DESCRIÇÃO DA TAREFA:
De acordo com o texto sobre a proposta do Imposto sobre Grandes Fortunas, qual é a alíquota máxima do ITCMD fixada pelo Senado Federal desde 1992?

TEXTO PARA LER:
<<<<

A bancada do PSOL na Câmara dos Deputados pretende aproveitar a discussão sobre a regulamentação da reforma tributária para propor a criação do Imposto sobre Grandes Fortunas (IGF).
A decisão foi anunciada pelo deputado Ivan Valente (PSOL-SP), integrante do grupo de trabalho que analisa o projeto de lei complementar (PLP) 108/2024, que aborda o funcionamento do Comitê Gestor do Imposto de Bens e Serviços (IBS).
O projeto também prevê alterações no Imposto de Transmissão Causa Mortis e Doações (ITCMD), de competência estadual, e no Imposto sobre Transmissão de Bens Intervivos (ITBI), de competência municipal. Segundo o presidente da Câmara, Arthur Lira (PP-AL), a proposta deve ser votada em agosto, após o recesso parlamentar.
No relatório final apresentado com um substitutivo, os parlamentares incluíram um parágrafo que estabelece a tributação da transferência de grandes patrimônios pela alíquota máxima do ITCMD. A definição de “grande patrimônio” será feita por lei específica dos estados ou do Distrito Federal. A alíquota máxima do ITCMD, fixada pelo Senado Federal desde 1992, é de 8%, mas há estudos para elevá-la até 21%.
“Como nós abrimos a brecha para o patrimônio, quero dizer que na Constituição Federal do Brasil, aprovada em 1988, é constitucional cobrar um Imposto sobre Grandes Fortunas. Está lá”, destacou o deputado do PSOL durante a entrevista coletiva de apresentação do relatório, no início do mês.
“Não está no relatório, mas já avisei que nós vamos entrar com uma emenda de plenário”, prosseguiu. “Nós não precisamos esperar [a reforma do imposto de] renda depois para discutir uma questão que, como a reforma tributária, está no fundo da gaveta. Só que nós estamos tirando a reforma tributária do fundo da gaveta, então a hora é agora”, afirmou.
A ideia, segundo ele, é levantar o debate sobre o IGF “pelo menos para a sociedade”. “Não sei se nós vamos conseguir as assinaturas e nem se nós temos correlação de forças para passar, mas o nosso partido vai apresentar [a emenda]”, assegurou.
A criação de um tributo sobre patrimônios vultosos está prevista na Constituição, no artigo 153. O inciso VII estabelece que “compete à União instituir imposto sobre grandes fortunas, nos termos de lei complementar”.

>>>>

MATERIAL APRESENTADO:
<<<<

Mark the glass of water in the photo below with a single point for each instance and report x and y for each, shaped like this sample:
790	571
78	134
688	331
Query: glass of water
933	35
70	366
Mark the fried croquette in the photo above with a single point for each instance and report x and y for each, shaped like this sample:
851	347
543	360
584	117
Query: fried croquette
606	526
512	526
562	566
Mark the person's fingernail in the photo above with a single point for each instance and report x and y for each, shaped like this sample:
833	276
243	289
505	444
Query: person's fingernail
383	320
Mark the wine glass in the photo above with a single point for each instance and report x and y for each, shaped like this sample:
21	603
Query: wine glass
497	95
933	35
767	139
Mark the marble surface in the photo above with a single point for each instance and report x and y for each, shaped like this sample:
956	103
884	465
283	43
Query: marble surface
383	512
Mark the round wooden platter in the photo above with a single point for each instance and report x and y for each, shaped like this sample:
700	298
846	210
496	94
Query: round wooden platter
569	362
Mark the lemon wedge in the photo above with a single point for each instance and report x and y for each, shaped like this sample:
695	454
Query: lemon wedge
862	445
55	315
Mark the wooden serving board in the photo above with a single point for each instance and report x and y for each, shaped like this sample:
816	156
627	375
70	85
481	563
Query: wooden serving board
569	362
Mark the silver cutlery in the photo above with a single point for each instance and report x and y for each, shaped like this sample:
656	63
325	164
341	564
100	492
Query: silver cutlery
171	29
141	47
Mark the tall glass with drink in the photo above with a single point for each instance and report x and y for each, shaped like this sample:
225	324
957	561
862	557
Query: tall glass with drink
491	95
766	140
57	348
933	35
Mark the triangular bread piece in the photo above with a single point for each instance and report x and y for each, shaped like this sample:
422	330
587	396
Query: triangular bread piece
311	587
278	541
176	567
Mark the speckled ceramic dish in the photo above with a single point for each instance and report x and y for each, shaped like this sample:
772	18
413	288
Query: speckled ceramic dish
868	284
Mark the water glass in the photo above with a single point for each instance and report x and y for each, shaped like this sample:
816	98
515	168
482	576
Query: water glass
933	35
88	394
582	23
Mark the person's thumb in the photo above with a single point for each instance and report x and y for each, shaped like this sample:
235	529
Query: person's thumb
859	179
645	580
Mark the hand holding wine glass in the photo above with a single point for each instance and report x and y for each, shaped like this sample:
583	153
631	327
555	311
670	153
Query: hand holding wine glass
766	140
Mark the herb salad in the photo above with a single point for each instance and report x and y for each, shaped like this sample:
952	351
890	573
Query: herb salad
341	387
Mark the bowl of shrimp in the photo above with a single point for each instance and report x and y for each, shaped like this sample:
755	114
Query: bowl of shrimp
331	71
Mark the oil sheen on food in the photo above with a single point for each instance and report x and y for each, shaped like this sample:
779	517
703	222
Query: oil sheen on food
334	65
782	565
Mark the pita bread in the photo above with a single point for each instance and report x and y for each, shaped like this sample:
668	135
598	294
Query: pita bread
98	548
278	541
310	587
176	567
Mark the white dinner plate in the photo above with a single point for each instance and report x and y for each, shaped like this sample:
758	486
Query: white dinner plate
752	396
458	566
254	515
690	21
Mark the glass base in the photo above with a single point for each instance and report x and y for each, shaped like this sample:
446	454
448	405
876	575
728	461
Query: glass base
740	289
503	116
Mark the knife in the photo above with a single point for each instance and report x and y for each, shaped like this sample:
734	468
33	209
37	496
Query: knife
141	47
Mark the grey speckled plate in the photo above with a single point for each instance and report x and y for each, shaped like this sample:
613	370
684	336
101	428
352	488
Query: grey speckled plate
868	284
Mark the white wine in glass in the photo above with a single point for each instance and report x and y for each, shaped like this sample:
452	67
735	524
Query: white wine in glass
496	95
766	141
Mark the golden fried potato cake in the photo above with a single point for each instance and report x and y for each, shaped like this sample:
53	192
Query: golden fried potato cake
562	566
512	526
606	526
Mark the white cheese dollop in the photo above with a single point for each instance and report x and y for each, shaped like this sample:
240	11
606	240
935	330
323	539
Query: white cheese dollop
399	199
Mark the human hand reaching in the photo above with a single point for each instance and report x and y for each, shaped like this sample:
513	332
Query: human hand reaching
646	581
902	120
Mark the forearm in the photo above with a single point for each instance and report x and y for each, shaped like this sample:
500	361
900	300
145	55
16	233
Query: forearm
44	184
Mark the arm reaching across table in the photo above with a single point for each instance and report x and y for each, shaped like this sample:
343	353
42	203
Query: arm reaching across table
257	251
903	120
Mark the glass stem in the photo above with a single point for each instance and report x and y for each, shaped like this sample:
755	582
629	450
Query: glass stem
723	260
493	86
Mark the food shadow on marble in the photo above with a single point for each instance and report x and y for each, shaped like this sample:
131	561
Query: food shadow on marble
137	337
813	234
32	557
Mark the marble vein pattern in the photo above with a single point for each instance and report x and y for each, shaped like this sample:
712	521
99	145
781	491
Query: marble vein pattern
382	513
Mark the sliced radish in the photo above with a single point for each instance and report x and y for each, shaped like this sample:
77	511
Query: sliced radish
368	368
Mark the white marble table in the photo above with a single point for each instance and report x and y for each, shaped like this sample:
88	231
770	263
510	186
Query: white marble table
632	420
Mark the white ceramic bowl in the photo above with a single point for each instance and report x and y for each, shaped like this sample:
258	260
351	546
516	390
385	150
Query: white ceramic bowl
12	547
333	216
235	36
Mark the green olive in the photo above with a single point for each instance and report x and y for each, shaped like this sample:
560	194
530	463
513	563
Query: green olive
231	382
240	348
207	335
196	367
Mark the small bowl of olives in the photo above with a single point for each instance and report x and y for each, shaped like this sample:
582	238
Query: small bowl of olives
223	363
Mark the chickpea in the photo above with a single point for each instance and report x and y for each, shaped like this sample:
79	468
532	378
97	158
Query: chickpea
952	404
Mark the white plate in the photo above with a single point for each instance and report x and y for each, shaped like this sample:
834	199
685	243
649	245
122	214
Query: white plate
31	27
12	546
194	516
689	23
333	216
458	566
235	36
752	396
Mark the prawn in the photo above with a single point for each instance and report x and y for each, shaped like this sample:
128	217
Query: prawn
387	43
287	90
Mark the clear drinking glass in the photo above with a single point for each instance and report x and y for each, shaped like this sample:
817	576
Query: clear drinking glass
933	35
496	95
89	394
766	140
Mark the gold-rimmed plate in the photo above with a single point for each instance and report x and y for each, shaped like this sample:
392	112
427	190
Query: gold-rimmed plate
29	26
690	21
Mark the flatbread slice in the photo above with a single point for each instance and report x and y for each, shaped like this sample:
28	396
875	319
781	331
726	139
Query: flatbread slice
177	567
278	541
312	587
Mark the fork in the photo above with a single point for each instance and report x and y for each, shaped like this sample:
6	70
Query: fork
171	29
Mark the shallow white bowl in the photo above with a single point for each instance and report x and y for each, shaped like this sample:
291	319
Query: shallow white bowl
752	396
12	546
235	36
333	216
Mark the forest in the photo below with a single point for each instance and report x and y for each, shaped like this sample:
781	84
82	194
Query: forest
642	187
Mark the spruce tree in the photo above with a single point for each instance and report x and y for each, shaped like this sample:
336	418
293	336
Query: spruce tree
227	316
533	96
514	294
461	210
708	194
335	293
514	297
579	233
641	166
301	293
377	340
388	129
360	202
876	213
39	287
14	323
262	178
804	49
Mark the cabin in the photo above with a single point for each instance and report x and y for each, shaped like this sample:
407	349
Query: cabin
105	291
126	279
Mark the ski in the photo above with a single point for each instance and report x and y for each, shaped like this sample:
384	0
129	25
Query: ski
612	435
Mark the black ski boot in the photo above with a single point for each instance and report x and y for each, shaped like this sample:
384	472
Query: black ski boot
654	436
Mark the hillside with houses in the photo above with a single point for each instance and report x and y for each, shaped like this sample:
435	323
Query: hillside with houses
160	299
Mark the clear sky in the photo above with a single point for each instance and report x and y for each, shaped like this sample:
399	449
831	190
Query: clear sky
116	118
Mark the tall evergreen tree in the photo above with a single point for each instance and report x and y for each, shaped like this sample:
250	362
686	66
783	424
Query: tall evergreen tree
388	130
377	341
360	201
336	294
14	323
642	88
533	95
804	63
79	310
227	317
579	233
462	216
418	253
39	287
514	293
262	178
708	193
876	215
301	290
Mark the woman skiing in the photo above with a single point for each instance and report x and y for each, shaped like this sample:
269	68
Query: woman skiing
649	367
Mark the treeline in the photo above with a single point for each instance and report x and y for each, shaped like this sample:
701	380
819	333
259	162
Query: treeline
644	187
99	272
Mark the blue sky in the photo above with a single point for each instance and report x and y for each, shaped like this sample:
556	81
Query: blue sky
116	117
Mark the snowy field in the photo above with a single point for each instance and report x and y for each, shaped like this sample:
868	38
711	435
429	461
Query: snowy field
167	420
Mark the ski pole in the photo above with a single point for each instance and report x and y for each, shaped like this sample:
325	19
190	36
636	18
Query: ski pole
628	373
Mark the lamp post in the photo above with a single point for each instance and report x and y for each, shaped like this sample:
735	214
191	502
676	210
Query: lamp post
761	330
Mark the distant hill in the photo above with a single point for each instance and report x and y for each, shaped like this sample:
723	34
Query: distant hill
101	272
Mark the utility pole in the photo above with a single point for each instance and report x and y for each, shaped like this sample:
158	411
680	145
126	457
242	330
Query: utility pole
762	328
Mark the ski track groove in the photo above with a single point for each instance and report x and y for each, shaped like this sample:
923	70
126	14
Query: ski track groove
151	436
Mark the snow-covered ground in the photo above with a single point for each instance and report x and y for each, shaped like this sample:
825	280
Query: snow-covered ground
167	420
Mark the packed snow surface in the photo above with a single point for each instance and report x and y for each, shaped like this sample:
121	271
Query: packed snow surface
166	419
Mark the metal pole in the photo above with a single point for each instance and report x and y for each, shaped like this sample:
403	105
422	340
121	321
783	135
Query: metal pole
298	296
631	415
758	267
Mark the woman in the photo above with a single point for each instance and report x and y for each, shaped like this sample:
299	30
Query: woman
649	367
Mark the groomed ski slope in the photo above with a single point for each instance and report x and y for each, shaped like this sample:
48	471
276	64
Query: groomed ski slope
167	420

>>>>

RESULTADO:
A alíquota máxima do ITCMD é de 8%.